> Exercise brief: Filter the material below and copy out every line containing the string "place".

> Input for this task:
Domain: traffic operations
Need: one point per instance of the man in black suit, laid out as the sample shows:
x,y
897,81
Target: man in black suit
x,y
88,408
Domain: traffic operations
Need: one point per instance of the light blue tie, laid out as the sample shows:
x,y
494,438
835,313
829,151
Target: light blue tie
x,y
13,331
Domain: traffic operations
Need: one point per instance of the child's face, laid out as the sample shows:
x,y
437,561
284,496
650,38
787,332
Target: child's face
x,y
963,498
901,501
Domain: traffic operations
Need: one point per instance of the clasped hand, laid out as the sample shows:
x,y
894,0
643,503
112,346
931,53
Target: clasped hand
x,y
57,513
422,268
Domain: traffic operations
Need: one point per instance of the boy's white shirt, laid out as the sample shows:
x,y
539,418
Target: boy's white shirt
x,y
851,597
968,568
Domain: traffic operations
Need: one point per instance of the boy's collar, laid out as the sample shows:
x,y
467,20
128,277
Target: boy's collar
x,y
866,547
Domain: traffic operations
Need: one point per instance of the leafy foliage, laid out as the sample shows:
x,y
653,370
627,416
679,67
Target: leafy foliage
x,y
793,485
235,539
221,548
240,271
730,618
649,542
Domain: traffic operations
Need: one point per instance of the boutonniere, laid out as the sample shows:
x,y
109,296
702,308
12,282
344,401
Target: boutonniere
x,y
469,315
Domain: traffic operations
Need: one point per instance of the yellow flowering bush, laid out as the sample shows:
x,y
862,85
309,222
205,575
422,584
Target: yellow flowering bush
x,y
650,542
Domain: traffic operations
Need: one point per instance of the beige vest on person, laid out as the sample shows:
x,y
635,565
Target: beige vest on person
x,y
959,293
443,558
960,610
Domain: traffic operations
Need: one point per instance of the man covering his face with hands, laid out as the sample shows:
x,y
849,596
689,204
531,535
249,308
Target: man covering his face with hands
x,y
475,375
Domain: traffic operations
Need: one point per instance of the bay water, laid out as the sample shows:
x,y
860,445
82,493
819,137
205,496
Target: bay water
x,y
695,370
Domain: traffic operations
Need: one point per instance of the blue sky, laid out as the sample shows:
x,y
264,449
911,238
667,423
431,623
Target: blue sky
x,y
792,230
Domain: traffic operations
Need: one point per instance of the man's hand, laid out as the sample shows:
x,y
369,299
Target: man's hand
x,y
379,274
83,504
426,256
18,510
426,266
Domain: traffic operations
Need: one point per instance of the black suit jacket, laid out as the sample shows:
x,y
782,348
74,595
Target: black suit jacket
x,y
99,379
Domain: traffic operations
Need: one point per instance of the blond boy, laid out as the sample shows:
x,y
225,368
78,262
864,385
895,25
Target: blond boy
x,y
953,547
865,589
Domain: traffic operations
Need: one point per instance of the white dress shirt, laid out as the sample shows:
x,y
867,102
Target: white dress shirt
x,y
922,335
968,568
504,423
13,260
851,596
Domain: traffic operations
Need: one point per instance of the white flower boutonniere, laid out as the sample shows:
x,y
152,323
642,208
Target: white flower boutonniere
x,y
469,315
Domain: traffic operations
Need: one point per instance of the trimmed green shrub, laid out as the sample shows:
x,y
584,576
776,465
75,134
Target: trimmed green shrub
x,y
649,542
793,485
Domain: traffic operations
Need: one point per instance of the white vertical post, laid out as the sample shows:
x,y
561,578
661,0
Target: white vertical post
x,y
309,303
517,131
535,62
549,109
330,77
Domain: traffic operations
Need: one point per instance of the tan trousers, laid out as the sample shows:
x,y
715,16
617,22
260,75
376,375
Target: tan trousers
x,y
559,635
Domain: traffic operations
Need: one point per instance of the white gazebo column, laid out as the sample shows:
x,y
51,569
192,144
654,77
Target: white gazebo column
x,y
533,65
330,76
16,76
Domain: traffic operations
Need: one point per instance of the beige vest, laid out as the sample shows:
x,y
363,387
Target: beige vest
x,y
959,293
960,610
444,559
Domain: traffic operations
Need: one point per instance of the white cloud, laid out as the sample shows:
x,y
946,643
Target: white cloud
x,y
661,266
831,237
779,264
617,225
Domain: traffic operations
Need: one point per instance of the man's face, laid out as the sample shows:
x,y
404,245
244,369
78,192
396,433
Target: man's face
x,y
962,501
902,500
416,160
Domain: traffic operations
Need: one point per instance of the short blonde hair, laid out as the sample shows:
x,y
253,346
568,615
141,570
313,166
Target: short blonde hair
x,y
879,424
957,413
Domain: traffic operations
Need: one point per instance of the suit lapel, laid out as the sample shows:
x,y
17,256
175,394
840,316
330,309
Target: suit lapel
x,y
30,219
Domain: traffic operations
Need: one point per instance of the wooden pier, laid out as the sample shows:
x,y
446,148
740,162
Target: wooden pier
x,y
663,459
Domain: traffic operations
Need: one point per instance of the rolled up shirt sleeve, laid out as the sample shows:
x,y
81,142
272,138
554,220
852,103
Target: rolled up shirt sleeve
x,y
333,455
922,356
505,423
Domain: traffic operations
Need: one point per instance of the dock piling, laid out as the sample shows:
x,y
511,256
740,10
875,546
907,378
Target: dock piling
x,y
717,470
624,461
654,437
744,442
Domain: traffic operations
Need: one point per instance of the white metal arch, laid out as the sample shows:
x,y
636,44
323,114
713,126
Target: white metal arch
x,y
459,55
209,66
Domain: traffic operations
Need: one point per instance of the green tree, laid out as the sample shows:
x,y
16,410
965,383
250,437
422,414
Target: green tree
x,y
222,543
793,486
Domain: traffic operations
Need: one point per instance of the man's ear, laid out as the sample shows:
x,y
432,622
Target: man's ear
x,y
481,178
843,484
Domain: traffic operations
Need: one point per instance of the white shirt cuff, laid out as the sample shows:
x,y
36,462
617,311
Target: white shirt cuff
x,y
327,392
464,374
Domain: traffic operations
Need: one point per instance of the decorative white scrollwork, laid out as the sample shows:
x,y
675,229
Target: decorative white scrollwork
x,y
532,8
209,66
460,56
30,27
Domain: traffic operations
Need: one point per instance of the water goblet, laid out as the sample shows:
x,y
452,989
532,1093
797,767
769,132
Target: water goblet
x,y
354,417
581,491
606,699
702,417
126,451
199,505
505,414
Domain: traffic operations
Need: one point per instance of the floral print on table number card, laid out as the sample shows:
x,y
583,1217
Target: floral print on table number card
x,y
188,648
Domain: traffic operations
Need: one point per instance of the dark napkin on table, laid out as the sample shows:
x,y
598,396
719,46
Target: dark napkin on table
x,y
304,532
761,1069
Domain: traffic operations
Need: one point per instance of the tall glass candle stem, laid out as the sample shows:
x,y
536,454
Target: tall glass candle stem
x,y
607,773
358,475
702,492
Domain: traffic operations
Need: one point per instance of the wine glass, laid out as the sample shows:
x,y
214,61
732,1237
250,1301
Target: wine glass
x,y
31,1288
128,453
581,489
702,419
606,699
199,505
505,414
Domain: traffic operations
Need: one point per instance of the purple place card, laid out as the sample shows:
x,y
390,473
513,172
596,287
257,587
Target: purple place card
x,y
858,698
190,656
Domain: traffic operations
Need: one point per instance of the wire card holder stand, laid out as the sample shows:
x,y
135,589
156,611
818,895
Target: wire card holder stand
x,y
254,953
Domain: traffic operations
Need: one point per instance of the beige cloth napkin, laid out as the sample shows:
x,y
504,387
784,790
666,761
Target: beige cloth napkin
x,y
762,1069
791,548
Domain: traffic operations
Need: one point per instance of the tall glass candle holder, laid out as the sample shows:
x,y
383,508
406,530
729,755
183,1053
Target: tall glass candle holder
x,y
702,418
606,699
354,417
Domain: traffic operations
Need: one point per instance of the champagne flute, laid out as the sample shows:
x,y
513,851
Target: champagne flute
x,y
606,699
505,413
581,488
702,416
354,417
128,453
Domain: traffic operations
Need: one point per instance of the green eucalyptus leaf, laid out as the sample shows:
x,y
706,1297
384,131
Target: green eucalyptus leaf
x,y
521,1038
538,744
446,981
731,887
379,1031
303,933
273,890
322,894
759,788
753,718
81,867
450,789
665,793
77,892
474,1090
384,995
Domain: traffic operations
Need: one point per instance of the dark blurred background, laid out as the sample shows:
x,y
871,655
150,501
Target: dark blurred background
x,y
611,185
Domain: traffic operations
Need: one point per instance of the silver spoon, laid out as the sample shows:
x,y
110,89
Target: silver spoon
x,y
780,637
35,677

> The completed task:
Need: one point per instance of the purple place card, laid out as the sample shows:
Target: purple place card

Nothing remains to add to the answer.